What you should do → Edit the records below by changing every "lesson" to "exercise" and leaving all other text as it is.

-- Begin --

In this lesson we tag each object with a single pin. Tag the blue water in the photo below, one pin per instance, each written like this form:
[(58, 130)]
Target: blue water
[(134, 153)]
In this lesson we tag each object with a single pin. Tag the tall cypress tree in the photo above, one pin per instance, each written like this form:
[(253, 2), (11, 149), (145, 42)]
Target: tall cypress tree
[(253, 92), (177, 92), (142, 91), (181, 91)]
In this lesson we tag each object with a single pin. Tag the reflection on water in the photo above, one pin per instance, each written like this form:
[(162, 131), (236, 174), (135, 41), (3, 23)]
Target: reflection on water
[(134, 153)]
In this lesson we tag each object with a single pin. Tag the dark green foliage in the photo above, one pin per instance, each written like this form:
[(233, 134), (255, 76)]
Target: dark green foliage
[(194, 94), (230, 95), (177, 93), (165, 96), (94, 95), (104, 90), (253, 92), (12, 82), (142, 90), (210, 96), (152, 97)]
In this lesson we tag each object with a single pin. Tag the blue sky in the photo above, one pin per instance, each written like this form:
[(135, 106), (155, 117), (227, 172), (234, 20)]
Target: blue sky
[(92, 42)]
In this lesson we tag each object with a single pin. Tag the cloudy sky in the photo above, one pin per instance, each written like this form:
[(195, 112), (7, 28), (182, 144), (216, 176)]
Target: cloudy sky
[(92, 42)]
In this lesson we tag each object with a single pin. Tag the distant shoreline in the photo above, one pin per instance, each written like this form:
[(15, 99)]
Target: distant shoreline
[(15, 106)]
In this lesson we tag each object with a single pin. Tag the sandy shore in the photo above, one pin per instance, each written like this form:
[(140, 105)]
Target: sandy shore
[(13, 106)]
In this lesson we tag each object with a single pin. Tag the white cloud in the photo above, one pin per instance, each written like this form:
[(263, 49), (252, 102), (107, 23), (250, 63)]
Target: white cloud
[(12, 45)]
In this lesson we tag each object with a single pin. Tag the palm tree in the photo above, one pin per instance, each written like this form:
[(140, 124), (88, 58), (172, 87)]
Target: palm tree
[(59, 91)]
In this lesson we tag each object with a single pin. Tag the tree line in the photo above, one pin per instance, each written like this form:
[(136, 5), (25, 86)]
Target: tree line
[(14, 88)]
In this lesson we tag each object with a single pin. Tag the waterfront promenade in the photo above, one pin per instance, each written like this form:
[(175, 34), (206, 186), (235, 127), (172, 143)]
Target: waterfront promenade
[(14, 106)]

-- End --

Result of the task →
In this exercise we tag each object with a single pin. Tag the blue water in the photo below, one pin per instance, each written like this form:
[(58, 130)]
Target: blue water
[(134, 153)]
In this exercise we tag each object with a single pin. Tag the tall cypress tree in the photo above, one pin per instance, each written like this form:
[(253, 2), (11, 149), (145, 42)]
Target: tall cypress tree
[(253, 92), (177, 92), (142, 91), (181, 91)]
In this exercise we tag each object with a single pin. Tag the reflection on water in the photo above, one pin per instance, each written like this form:
[(162, 131), (236, 174), (135, 41), (3, 23)]
Target: reflection on water
[(134, 153)]
In this exercise we tag each object with a single pin. Tag the dark green foliage in the photo above, one pin per instance, each written like this form:
[(233, 134), (255, 76)]
Target: dark green foliage
[(194, 94), (230, 95), (177, 93), (165, 96), (94, 95), (104, 90), (253, 92), (12, 82), (142, 90), (210, 96), (152, 97)]
In this exercise we tag each object with a single pin. Tag the blue sky in the photo above, one pin per instance, each written like this form:
[(135, 106), (155, 117), (227, 172), (234, 20)]
Target: blue sky
[(92, 42)]
In this exercise we tag each object with a single pin. Tag the cloudy sky in the photo above, one pin per instance, each written like this form:
[(195, 112), (7, 28), (182, 144), (216, 176)]
Target: cloudy sky
[(92, 42)]
In this exercise we tag each object with a single pin. Tag the distant shoreline in the photo above, one pin per instance, each written like this form:
[(15, 99)]
Target: distant shoreline
[(15, 106)]
In this exercise we tag each object with a single pin. Tag the sandy shore in the photo above, one pin per instance, each written like this form:
[(140, 105)]
Target: sandy shore
[(13, 106)]
In this exercise we tag each object with a single pin. Tag the white cloud in the photo above, one pin per instance, each written like this form:
[(263, 49), (252, 102), (107, 23), (250, 63)]
Target: white cloud
[(12, 45)]
In this exercise we tag each object with a single pin. Tag the palm tree in the photo above, one pin per instance, each written like this form:
[(140, 124), (88, 58), (172, 87)]
Target: palm tree
[(59, 91)]
In this exercise we tag each object with a single pin. Tag the tree line in the photo above, one pin per instance, each written like this form:
[(136, 5), (25, 86)]
Target: tree line
[(14, 88)]
In this exercise we tag each object with a single pin. Tag the waterfront promenade in the photo above, one pin per instance, each written like this form:
[(175, 34), (206, 186), (235, 127), (172, 143)]
Target: waterfront promenade
[(14, 106)]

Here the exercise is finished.